[Text block — start]
This conclusion ignores two major factors that need to be considered, (1) that government has been far and away one of the MOST abusive AND least productive employers in existence and (2) that the current economic climate was caused by a veritable criminal act by government, litigating and otherwise coercing privately owned and publicly traded banks and financial institutions to “expand more credit to more low income Americans.”

One of the things we should ALL have had a huge problem with G W Bush over was his making “reducing the black/white home ownership gap a primary mission of my administration.” (His wasting $12 BILLION/year on fighting AIDS in Africa was a 2nd one, although there may have been a “good deal” resource-wise” in that for us, though I’m not sure of that) Still, given that slightly over 30% of blacks live in poverty compared to about 11% of whites, that “mission” is impossible without first addressing the underlying cause of the home-ownership differential, to wit the poverty differential.

Bush and other “Moderate” Republicans (Orin Hatch, John McCain, Lindsey Graham, etc.), all bought into the Jack Kemp “Ownership Society.” That turned out to be a misguided canard, based on the hopeful, yet wishful thinking that “homeowners tend to be more goal oriented, more personally responsible, socially Conservative people, the kind who’ll ultimately vote Republican.”

A canard as dangerously ill-conceived as the Democrat’s view that an influx of (traditionally socially Conservative Catholics) from places like Mexico, Honduras and the Philippines will be more likely to vote Democratic once they settle in and become citizens.

The facts showed Kemp’s vision to be wrong-headed, liberal/Utopian thinking. Home ownership itself has no magic powers. Home ownership doesn’t make a person more responsible...it’s quite the reverse! More responsible people tend toward the responsibilities of home ownership.

At any rate the “cheap money” program that brought such odd bedfellows as G W Bush, Barney Frank, John McCain and Chris Dodd together also tanked the economy.

Today America’s businesses are looking at a very unstable domestic future, one in which they can’t accurately estimate their expenses, because they can’t estimate what government is going to do going forward.

As for the plight of the American workers, it’s virtually ALL of our own doing. You ever hear the phrase “You can’t get rich working for someone else,” well it’s not only true, but you can substitute “comfortable” for “rich” and it’s equally accurate.

When workers demand cheaper goods (as consumers) that begets both a burgeoning trade imbalance AND outsourcing our manufacturing, as we buy cheaper goods from places with much lower standards of living and much lower worker costs, generally overseas. Those cheaper goods make life a little easier, but then the worker (as an employee) wants more money for an even better life…that, in turn ratchets up all the domestic costs of production, making the things we produce here (housing, services, etc) much more expensive.

There seems to be no way for the worker to escape the matrix that higher wages bring about much higher across the board costs that plummet his standard of living, while calls for cheaper goods and services results in massive trade imbalances and outsourcing as business and industry responds to that consumer demand. The best thing any worker can do is to constantly improve and expand their skill base.

One of America’s major problems right now is “structural unemployment.” There are plenty of jobs for physicists, accountants, geologists, petroleum, electrical and chemical engineers, etc. but far fewer decent paying low-skilled factory jobs.

My wife (an accountant) has a saying, “You should not try to make a “career” out of a job anyone else can walk off the street and do within ten minutes.”

An example of that is the cashier job…the fact that self-checkouts are so popular is a testament to both the inefficiency (and probably the discourtesy) of the “cashier-class” AND the ease of doing that “job.” If I can walk in off the street and do myself, what someone else is paying someone $10/hour for, that worker is a dinosaur approaching extinction, whether that “worker” is aware of that or not.
[Text block — finish]
Instructions:
**A)** According to the commentary, roughly what share of whites live in poverty?
**B)** Please copy everything in the commentary from "One of the things" down to "the poverty differential.", swapping "underlying cause" for "root cause".
[Supplied data — start]
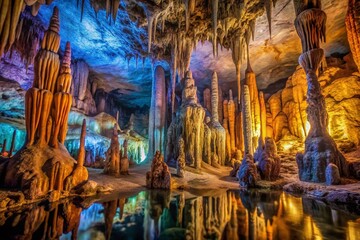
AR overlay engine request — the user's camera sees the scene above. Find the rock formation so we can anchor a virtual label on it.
[0,7,87,201]
[120,139,129,174]
[71,59,97,114]
[148,66,167,158]
[203,88,212,113]
[255,137,281,181]
[146,151,171,189]
[242,85,254,155]
[295,1,348,182]
[176,138,185,178]
[345,0,360,71]
[104,123,120,177]
[168,71,205,169]
[237,154,259,188]
[244,61,261,151]
[209,72,226,165]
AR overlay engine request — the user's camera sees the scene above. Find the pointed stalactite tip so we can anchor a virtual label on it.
[62,42,71,68]
[49,7,60,33]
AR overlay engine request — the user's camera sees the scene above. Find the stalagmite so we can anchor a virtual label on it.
[245,61,261,150]
[9,130,16,157]
[345,0,360,71]
[56,42,72,93]
[104,124,120,176]
[146,151,171,189]
[203,88,211,113]
[227,89,236,153]
[148,66,166,158]
[176,138,185,178]
[0,0,24,57]
[259,92,267,144]
[0,138,6,157]
[65,119,89,191]
[2,7,90,202]
[71,60,89,101]
[51,92,72,148]
[210,72,226,165]
[242,85,253,155]
[120,139,129,175]
[295,1,348,182]
[211,0,219,56]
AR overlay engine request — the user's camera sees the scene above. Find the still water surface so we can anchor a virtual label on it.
[0,190,360,240]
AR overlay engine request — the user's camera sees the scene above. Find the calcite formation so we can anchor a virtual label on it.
[209,72,226,165]
[148,66,166,158]
[0,8,88,200]
[146,151,171,189]
[176,138,185,177]
[254,137,281,181]
[167,71,226,169]
[245,62,261,151]
[295,1,348,182]
[242,85,254,155]
[104,123,120,177]
[120,139,129,174]
[345,0,360,71]
[237,154,259,188]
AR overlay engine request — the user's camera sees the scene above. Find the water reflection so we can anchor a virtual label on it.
[0,190,360,240]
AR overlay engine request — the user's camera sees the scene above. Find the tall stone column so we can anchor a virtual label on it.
[345,0,360,71]
[148,66,166,159]
[294,0,348,182]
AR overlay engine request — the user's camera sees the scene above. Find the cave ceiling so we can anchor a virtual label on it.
[38,0,349,106]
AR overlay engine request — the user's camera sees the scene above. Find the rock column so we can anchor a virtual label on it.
[148,66,166,159]
[294,0,348,182]
[345,0,360,71]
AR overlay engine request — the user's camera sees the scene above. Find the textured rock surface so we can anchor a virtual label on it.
[254,137,281,181]
[146,151,171,189]
[267,61,360,151]
[237,154,259,188]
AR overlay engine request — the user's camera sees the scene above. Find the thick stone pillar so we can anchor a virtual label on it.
[294,0,348,182]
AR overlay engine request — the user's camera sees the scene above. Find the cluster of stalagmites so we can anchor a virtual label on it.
[146,151,171,189]
[104,124,129,177]
[0,8,88,199]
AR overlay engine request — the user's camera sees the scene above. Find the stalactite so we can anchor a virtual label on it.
[227,89,236,153]
[242,85,253,155]
[259,92,267,145]
[147,14,154,53]
[33,7,60,93]
[345,0,360,71]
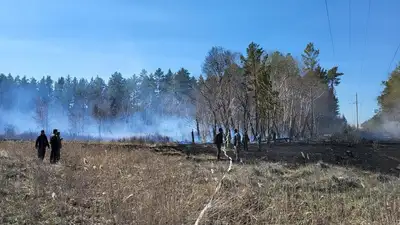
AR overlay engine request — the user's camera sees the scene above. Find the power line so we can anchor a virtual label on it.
[349,0,351,49]
[360,0,371,74]
[387,43,400,73]
[325,0,335,56]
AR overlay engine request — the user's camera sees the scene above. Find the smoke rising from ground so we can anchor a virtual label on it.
[0,70,196,140]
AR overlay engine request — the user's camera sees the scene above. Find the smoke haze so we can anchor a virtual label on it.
[0,70,196,140]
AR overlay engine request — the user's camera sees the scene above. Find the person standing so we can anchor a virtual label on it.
[35,130,50,161]
[233,129,241,162]
[225,129,232,150]
[243,130,250,151]
[214,128,224,160]
[54,131,63,163]
[50,129,60,164]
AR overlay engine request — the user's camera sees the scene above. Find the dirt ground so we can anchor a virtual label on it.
[177,143,400,176]
[0,142,400,225]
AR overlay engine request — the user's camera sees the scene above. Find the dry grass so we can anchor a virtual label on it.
[0,142,400,225]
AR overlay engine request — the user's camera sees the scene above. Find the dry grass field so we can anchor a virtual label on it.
[0,142,400,225]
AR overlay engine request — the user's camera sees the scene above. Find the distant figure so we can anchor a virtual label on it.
[243,130,250,151]
[233,129,241,162]
[225,129,232,150]
[214,128,224,160]
[35,130,50,161]
[50,129,60,164]
[55,131,63,163]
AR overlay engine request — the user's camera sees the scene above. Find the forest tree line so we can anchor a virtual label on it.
[361,64,400,138]
[0,43,347,140]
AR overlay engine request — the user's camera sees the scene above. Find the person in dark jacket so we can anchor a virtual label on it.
[55,131,63,163]
[35,130,50,161]
[243,130,250,151]
[214,128,224,160]
[50,129,60,164]
[233,129,242,162]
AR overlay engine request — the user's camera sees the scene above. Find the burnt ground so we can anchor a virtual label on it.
[169,143,400,176]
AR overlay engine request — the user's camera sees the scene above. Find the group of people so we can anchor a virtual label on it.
[214,128,250,162]
[35,129,62,164]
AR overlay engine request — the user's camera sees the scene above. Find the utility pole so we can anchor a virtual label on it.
[356,92,358,130]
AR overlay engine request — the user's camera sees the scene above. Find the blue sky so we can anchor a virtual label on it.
[0,0,400,123]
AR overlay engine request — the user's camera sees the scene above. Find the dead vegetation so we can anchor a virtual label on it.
[0,142,400,225]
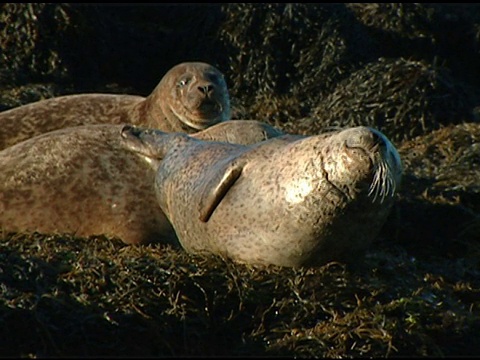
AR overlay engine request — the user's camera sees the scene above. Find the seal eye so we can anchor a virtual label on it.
[177,78,192,87]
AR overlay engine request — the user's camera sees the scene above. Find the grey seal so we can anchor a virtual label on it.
[0,120,282,244]
[0,62,231,149]
[122,126,402,267]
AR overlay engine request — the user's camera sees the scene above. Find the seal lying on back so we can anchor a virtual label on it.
[0,120,282,244]
[0,62,230,150]
[123,126,402,267]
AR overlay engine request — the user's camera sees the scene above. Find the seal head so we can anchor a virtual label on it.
[139,62,230,133]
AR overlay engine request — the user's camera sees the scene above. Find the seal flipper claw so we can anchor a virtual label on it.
[199,160,243,222]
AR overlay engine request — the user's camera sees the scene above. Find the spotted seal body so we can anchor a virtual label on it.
[0,62,230,149]
[0,120,282,244]
[123,127,401,267]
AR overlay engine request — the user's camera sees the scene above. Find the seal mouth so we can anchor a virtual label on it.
[171,100,228,130]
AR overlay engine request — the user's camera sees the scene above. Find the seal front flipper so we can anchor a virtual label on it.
[198,158,243,222]
[120,125,189,168]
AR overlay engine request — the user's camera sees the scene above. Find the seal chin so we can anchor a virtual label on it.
[171,106,228,130]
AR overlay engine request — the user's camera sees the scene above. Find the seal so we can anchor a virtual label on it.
[0,120,282,245]
[122,126,402,267]
[0,62,230,149]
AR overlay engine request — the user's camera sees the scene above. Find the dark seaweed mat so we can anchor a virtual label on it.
[0,234,480,357]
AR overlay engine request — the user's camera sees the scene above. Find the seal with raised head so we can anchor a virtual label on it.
[0,120,282,244]
[0,62,230,150]
[123,126,402,267]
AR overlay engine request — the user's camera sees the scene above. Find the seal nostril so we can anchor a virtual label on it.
[198,85,213,94]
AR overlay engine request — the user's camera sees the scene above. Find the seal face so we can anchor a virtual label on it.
[0,62,230,150]
[122,127,402,267]
[0,120,282,245]
[154,62,230,133]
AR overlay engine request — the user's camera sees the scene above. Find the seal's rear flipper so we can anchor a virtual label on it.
[199,159,243,222]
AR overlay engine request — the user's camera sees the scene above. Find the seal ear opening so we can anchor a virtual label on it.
[199,160,243,222]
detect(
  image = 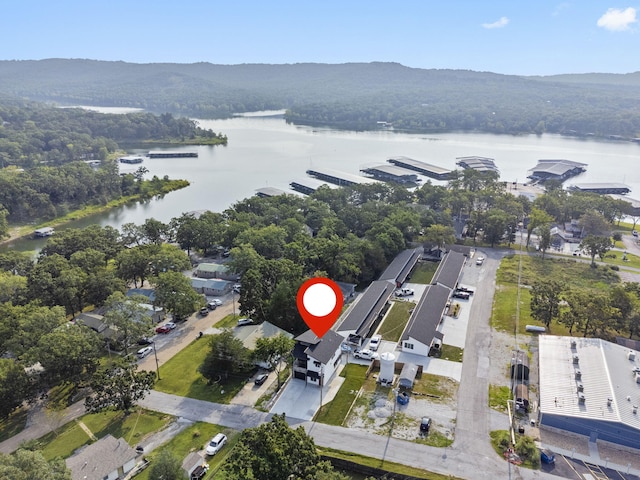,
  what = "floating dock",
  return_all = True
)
[568,183,631,195]
[456,156,500,173]
[527,160,587,182]
[360,164,420,185]
[147,150,198,158]
[387,157,451,180]
[307,168,378,187]
[289,178,339,195]
[119,155,144,164]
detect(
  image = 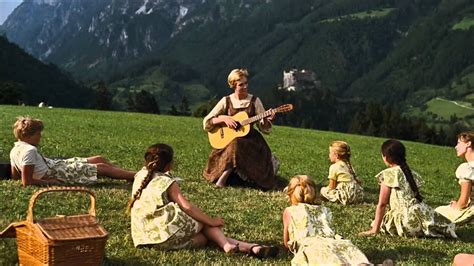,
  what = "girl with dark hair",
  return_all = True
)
[128,144,278,258]
[435,131,474,224]
[360,139,457,238]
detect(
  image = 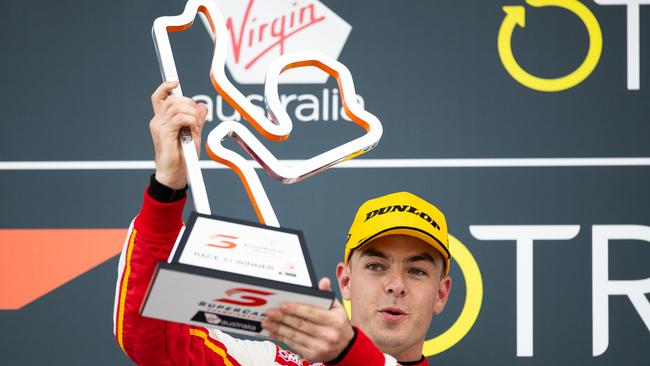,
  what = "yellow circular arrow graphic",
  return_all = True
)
[497,0,603,92]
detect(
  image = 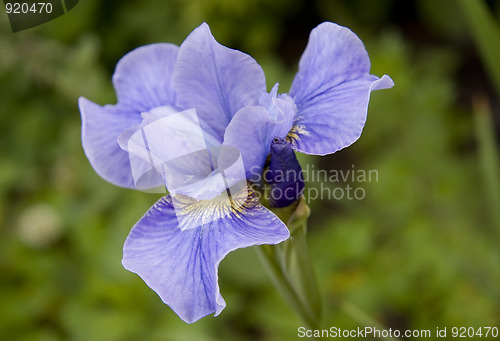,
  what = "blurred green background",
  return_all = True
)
[0,0,500,341]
[Supplied data — finish]
Task responses:
**A)** About 11%.

**B)**
One of the things we should ALL have had a huge problem with G W Bush over was his making “reducing the black/white home ownership gap a primary mission of my administration.” (His wasting $12 BILLION/year on fighting AIDS in Africa was a 2nd one, although there may have been a “good deal” resource-wise” in that for us, though I’m not sure of that) Still, given that slightly over 30% of blacks live in poverty compared to about 11% of whites, that “mission” is impossible without first addressing the root cause of the home-ownership differential, to wit the poverty differential.